## TASK GOAL
Across the whole listing, copy out every line that includes the string "grassy".
..........
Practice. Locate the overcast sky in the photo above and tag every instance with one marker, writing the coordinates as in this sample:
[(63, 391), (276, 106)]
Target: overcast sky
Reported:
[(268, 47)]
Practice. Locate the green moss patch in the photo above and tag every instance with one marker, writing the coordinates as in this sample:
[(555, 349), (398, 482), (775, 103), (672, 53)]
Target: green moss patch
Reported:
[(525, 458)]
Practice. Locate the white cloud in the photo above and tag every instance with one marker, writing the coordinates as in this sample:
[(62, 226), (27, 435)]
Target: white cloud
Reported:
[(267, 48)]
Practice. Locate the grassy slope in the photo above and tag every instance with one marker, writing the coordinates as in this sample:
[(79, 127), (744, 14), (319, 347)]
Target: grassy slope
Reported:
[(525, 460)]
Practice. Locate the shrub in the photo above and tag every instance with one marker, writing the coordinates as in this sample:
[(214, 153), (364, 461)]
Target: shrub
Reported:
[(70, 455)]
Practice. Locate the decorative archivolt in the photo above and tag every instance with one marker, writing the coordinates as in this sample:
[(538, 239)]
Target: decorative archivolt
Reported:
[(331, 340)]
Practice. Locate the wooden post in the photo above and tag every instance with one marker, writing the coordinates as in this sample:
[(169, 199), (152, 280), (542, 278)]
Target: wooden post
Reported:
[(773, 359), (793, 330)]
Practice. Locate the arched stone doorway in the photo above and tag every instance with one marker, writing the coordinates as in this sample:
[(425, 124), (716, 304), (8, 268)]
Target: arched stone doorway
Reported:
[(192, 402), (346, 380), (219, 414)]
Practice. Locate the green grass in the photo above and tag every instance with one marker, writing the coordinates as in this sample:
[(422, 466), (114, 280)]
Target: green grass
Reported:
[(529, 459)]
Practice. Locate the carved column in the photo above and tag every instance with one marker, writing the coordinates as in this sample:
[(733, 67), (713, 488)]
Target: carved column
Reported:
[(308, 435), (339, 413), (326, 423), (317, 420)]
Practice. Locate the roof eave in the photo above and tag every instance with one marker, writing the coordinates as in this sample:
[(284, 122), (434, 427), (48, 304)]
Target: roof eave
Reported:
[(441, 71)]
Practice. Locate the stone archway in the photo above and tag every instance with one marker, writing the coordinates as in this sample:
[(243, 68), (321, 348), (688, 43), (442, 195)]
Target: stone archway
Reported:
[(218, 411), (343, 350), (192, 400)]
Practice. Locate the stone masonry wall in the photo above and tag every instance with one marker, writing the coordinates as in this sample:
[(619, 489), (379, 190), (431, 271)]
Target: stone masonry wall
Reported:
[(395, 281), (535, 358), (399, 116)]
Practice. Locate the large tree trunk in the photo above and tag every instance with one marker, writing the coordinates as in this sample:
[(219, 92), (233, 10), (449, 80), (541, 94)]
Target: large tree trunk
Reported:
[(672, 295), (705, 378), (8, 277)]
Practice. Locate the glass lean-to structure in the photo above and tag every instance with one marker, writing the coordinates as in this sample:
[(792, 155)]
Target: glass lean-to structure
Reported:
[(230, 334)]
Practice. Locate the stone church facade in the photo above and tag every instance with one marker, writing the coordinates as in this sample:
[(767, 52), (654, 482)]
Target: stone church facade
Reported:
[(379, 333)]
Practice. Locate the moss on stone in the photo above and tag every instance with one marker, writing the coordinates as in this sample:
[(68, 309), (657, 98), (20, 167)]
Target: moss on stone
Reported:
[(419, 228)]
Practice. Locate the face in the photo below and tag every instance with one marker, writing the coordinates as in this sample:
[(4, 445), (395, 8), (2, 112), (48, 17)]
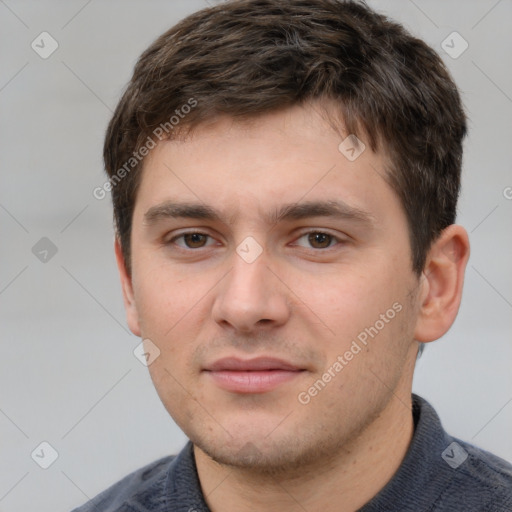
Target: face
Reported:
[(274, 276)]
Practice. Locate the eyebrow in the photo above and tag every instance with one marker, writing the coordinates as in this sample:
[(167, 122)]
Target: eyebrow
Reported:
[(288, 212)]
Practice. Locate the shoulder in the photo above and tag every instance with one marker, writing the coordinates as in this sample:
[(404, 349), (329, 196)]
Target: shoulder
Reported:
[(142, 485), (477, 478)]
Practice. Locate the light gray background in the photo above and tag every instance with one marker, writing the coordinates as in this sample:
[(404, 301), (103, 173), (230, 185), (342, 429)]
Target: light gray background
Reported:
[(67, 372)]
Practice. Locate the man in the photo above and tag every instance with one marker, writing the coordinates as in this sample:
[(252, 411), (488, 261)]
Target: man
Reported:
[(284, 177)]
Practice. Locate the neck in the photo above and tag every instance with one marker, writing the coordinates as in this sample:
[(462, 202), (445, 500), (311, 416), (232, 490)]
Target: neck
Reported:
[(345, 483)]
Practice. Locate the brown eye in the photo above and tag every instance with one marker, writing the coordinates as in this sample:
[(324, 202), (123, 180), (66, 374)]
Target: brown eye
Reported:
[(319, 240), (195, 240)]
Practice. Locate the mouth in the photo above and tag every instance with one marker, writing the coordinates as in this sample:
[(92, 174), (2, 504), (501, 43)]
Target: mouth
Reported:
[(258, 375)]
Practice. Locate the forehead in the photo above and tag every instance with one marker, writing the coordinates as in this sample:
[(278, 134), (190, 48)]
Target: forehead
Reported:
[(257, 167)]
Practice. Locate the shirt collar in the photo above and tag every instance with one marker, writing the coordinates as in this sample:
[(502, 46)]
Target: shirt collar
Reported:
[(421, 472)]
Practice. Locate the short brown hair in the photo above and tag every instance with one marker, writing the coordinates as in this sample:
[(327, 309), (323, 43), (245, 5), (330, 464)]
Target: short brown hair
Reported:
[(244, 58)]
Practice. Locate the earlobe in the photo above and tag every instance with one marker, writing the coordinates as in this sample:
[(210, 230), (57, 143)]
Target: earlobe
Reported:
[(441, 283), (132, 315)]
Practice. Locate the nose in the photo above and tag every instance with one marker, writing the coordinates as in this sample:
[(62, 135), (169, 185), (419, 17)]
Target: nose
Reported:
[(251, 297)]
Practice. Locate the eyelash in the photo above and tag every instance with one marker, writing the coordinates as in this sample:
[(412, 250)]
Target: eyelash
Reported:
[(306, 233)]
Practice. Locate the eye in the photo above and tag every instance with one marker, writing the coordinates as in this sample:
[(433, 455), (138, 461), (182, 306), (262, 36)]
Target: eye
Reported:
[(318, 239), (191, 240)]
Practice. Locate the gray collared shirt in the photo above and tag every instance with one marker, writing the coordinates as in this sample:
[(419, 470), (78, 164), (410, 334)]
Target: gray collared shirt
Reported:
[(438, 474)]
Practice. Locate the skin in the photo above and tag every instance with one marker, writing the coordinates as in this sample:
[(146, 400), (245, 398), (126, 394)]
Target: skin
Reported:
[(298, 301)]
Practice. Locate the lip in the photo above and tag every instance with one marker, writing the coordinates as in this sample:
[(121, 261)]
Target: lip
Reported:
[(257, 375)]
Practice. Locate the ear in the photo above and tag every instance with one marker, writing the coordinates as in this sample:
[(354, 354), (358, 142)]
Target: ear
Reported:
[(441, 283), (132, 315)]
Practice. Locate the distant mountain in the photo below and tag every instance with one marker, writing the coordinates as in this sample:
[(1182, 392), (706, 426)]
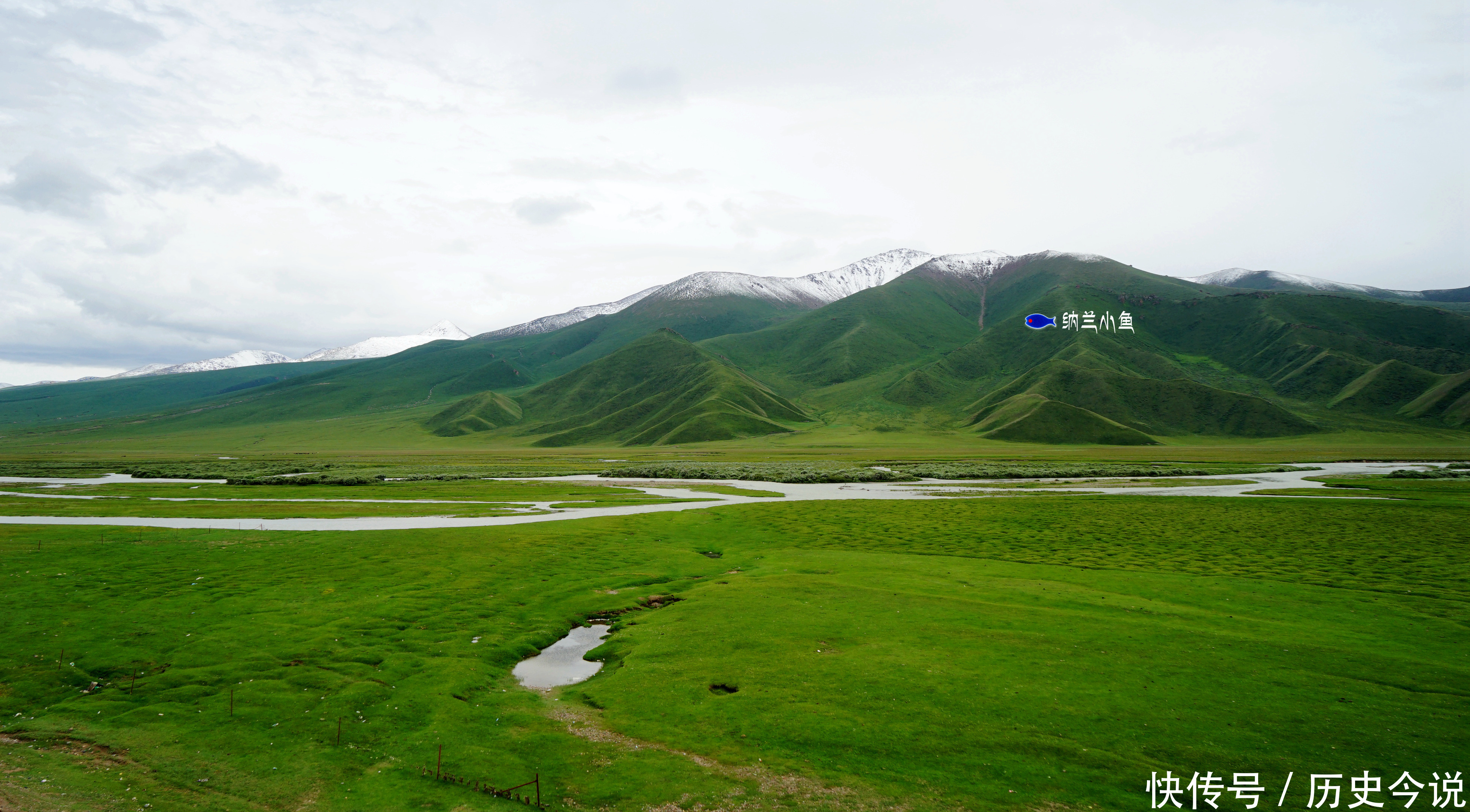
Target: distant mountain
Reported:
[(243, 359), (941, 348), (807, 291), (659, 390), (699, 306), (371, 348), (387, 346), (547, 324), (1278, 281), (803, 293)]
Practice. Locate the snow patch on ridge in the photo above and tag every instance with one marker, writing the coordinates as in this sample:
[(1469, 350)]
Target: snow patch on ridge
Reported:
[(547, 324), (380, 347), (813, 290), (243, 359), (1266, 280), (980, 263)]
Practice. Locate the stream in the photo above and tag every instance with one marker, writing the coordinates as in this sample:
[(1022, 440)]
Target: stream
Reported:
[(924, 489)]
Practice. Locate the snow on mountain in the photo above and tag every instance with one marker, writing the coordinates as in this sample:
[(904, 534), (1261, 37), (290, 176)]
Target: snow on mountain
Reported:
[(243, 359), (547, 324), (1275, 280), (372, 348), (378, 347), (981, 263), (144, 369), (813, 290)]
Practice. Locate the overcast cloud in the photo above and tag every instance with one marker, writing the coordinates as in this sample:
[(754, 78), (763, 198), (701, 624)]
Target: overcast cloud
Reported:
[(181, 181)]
..........
## TASK ANSWER
Practice. Locate the grassy slope in the photo above and tag every instance with one marker, writing the coordinates as in this sample:
Target: grassy slope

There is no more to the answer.